[Stored data]
=====

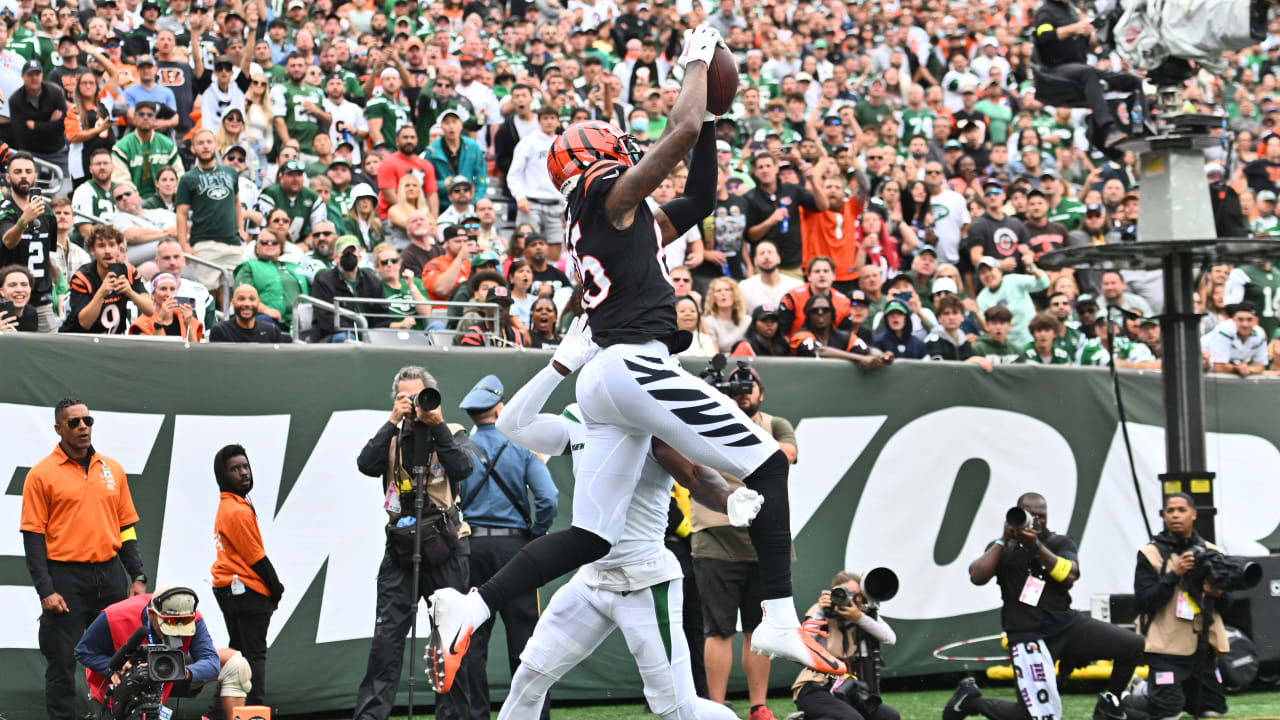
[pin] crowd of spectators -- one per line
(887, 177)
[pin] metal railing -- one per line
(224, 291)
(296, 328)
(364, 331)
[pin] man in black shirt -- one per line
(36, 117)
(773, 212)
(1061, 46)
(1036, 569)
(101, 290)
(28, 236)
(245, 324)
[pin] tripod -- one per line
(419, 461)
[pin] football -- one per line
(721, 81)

=====

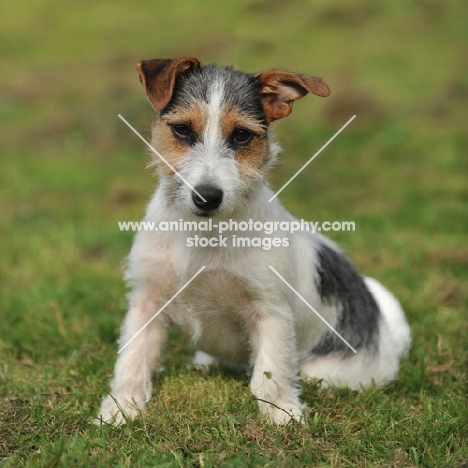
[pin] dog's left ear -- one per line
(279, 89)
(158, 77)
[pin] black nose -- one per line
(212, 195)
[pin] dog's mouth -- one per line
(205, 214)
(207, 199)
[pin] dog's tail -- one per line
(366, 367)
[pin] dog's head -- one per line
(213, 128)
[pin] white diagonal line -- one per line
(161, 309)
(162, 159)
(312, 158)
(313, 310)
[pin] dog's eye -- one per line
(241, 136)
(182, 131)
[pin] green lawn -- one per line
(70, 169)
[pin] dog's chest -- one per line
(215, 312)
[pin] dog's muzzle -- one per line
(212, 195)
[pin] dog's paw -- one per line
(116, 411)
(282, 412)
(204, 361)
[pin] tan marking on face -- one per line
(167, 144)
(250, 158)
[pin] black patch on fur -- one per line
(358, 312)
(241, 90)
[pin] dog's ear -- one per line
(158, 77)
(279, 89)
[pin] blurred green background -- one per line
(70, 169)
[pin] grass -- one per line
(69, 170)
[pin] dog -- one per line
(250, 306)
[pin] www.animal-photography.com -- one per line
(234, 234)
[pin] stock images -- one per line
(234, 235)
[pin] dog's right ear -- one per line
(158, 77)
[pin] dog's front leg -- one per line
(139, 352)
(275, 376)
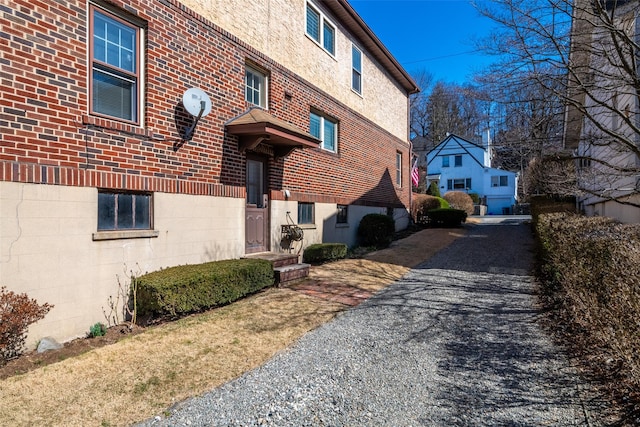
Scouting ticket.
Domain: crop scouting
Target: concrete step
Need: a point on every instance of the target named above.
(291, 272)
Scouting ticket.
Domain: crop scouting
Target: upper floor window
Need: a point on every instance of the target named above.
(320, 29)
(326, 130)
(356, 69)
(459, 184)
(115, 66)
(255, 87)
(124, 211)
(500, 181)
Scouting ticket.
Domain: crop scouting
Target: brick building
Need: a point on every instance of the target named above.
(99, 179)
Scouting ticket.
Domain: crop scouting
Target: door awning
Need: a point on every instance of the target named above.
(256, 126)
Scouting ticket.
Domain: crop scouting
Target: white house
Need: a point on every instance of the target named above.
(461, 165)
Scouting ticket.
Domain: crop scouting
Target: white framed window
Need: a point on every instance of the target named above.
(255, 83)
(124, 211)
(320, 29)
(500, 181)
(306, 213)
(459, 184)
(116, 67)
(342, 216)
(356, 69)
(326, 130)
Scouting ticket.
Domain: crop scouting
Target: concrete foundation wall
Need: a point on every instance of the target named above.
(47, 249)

=====

### Exercise directions
Wherever the word "window" appears in the records above, copy that line.

### Answer to this exercise
Target: upper floor window
Target: white framed window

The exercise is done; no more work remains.